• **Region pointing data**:
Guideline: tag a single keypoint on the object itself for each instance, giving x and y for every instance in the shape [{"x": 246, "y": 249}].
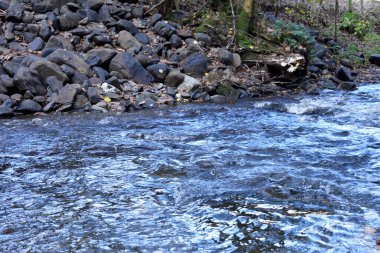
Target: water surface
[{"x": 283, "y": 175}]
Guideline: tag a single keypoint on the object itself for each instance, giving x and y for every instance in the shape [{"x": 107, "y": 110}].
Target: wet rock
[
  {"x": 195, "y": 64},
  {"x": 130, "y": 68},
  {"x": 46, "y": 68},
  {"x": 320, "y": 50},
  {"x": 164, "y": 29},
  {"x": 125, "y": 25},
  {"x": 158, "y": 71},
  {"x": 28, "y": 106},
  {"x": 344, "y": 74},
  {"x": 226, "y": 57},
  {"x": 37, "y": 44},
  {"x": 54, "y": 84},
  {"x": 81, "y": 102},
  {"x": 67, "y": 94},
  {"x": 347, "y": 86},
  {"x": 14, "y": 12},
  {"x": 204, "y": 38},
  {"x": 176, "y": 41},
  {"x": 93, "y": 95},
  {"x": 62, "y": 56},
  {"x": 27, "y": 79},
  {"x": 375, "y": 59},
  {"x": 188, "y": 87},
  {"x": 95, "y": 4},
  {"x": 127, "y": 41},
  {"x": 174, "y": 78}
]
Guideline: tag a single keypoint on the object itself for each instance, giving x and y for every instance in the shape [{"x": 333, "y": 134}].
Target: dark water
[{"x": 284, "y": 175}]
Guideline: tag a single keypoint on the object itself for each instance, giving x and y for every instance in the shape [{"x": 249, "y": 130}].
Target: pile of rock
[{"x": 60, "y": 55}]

• **ASSIGNMENT**:
Only the text of the records is to be reproduced exactly; skip the pictures.

• **RESPONSE AREA**:
Guideline: tag a single keypoint on the object itself for each instance, giving x and y for every instance in the shape [{"x": 246, "y": 249}].
Target: water surface
[{"x": 283, "y": 175}]
Guideline: tag a single keypoint on the object itself for each instance, giving x and y for every instance in the shape [{"x": 107, "y": 110}].
Target: wet rock
[
  {"x": 195, "y": 64},
  {"x": 130, "y": 68},
  {"x": 46, "y": 68},
  {"x": 320, "y": 50},
  {"x": 164, "y": 29},
  {"x": 125, "y": 25},
  {"x": 158, "y": 71},
  {"x": 28, "y": 106},
  {"x": 344, "y": 74},
  {"x": 226, "y": 57},
  {"x": 37, "y": 44},
  {"x": 54, "y": 84},
  {"x": 81, "y": 102},
  {"x": 67, "y": 94},
  {"x": 347, "y": 86},
  {"x": 14, "y": 12},
  {"x": 204, "y": 38},
  {"x": 176, "y": 41},
  {"x": 93, "y": 95},
  {"x": 62, "y": 56},
  {"x": 27, "y": 79},
  {"x": 375, "y": 59},
  {"x": 188, "y": 87},
  {"x": 95, "y": 4},
  {"x": 127, "y": 41},
  {"x": 174, "y": 78}
]
Guideline: tag a single keypoint on the object itself for each instance, giving x and y for every instance in the shape [{"x": 333, "y": 134}].
Target: dark water
[{"x": 284, "y": 175}]
Guideline: tag a single keypoint on the object itself for each instance, giving x and y for every instance in the shape [{"x": 249, "y": 130}].
Target: pile of rock
[{"x": 60, "y": 55}]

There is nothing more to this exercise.